Task inputs:
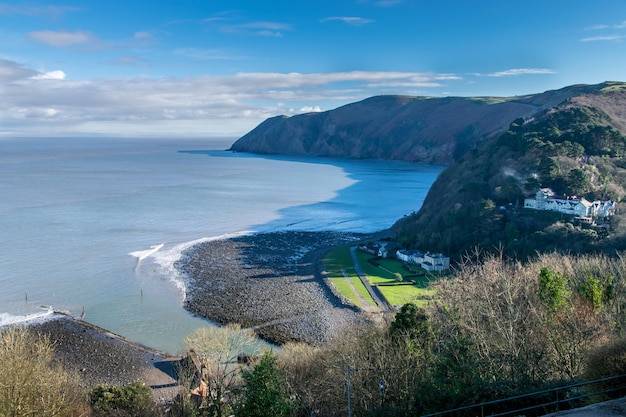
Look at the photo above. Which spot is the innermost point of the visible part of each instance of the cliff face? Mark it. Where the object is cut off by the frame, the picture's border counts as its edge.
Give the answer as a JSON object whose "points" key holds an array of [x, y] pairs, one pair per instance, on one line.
{"points": [[435, 130], [575, 148]]}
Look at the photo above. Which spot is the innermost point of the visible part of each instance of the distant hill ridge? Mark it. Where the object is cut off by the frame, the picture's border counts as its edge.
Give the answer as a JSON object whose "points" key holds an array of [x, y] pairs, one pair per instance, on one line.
{"points": [[424, 129]]}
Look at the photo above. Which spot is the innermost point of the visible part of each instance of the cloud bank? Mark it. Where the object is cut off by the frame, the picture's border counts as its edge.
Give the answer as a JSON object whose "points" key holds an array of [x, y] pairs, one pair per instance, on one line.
{"points": [[50, 103]]}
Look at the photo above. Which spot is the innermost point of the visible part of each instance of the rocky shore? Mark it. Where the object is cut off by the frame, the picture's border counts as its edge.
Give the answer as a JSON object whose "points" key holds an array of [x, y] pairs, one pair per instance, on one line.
{"points": [[270, 282], [100, 357]]}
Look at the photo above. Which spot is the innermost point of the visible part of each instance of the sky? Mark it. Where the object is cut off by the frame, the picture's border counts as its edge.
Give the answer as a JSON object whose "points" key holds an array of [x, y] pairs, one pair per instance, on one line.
{"points": [[218, 68]]}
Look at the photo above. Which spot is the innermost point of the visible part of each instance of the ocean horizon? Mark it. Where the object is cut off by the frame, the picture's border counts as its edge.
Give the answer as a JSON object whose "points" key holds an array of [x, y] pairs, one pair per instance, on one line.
{"points": [[93, 226]]}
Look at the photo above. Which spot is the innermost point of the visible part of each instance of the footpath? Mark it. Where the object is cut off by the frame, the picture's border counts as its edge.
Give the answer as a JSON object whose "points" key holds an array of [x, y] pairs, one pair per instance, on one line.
{"points": [[614, 408], [357, 268]]}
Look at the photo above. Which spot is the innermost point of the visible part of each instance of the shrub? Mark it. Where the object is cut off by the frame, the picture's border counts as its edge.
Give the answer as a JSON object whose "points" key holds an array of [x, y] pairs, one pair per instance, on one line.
{"points": [[131, 400], [607, 360], [30, 383]]}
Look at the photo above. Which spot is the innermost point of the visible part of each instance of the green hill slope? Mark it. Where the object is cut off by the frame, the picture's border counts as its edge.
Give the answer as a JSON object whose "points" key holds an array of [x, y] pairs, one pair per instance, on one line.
{"points": [[575, 148]]}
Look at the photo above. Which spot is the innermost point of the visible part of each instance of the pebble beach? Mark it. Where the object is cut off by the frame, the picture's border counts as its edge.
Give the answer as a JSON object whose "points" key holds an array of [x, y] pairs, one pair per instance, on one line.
{"points": [[273, 283]]}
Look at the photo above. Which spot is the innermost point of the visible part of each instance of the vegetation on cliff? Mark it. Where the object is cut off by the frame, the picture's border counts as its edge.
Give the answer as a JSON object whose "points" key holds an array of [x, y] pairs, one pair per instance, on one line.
{"points": [[576, 148], [426, 129]]}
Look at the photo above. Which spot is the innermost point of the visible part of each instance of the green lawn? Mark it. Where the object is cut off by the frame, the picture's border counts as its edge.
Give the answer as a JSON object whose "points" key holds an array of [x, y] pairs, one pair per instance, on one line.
{"points": [[396, 295], [338, 259]]}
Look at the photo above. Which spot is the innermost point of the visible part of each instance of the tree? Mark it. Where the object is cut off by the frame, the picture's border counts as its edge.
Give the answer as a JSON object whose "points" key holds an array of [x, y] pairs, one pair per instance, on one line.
{"points": [[30, 383], [578, 182], [412, 321], [554, 289], [265, 390], [217, 349]]}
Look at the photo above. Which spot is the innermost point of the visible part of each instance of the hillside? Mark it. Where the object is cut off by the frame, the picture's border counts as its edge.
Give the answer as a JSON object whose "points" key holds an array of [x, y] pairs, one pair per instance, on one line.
{"points": [[426, 129], [575, 148]]}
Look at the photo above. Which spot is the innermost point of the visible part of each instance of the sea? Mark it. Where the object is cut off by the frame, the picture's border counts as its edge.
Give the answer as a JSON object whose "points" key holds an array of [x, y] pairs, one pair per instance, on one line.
{"points": [[93, 226]]}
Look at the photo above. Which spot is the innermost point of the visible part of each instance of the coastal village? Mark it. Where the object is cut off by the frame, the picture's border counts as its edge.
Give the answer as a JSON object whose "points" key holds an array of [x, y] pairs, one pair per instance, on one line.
{"points": [[545, 199], [428, 261]]}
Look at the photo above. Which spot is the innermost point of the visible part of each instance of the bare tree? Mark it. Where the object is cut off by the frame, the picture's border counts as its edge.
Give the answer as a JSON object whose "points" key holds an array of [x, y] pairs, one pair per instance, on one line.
{"points": [[217, 349]]}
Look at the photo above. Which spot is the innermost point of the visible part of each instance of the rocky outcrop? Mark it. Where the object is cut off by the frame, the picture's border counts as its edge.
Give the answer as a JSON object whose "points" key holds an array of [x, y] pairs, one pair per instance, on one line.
{"points": [[425, 129]]}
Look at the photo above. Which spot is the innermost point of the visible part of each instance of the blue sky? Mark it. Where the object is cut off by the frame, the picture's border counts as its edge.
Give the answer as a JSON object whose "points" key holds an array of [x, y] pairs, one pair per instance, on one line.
{"points": [[218, 68]]}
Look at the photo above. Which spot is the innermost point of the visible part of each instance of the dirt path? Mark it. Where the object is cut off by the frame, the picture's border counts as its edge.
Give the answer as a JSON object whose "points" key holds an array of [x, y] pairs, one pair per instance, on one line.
{"points": [[381, 304], [362, 300], [614, 408]]}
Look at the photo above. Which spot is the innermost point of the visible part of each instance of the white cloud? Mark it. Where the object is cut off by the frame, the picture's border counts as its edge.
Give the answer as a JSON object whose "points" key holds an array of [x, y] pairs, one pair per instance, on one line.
{"points": [[350, 20], [52, 75], [310, 109], [10, 71], [231, 102], [274, 29], [521, 71], [62, 38]]}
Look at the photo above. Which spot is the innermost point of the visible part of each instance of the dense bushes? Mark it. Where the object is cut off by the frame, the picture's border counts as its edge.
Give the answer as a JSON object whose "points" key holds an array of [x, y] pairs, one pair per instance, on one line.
{"points": [[478, 200], [31, 384], [132, 400]]}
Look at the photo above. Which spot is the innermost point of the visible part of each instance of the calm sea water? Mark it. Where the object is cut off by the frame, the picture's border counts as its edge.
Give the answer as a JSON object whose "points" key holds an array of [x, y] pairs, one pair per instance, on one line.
{"points": [[94, 225]]}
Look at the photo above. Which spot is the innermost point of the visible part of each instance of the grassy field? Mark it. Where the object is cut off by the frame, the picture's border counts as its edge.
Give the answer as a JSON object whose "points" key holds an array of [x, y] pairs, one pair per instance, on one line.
{"points": [[339, 260]]}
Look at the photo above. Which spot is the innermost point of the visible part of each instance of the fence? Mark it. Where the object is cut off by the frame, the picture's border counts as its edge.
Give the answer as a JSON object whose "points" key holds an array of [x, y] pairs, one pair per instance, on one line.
{"points": [[543, 402]]}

Work to complete: Rewrite every line, beginning with the line that contains "of the calm" and continuing through the end of the records, changing nothing except to increase each x and y coordinate in the answers by 119.

Written answer:
Look at the photo above. Which spot is the innermost point of the visible part of each instance of the calm sea water? Mark it. Where the object is cut off by the frame, the picture's border counts as its edge.
Give the answer as a JSON object whose "points" key holds an array of [x, y] pairs, one pair per instance, on one line.
{"points": [[213, 344]]}
Look at the photo above. Which spot is the innermost point of the visible part of each instance of the grassy field? Mark it. Where the object is cut off by the frame, the picture's border counts as its edge.
Give the answer as a JSON object whose "points" key holds an array of [x, y] pairs, one pair per instance, on one line.
{"points": [[458, 379]]}
Look at the photo above. Which spot is the innermost point of the visible part of each instance of the fence? Mark it. Where the object is cut off by the frame, the picture's border counts as its edge.
Give the answer as a JSON object whose "points" key holds an array of [x, y] pairs, one pair per instance, on one line.
{"points": [[662, 521]]}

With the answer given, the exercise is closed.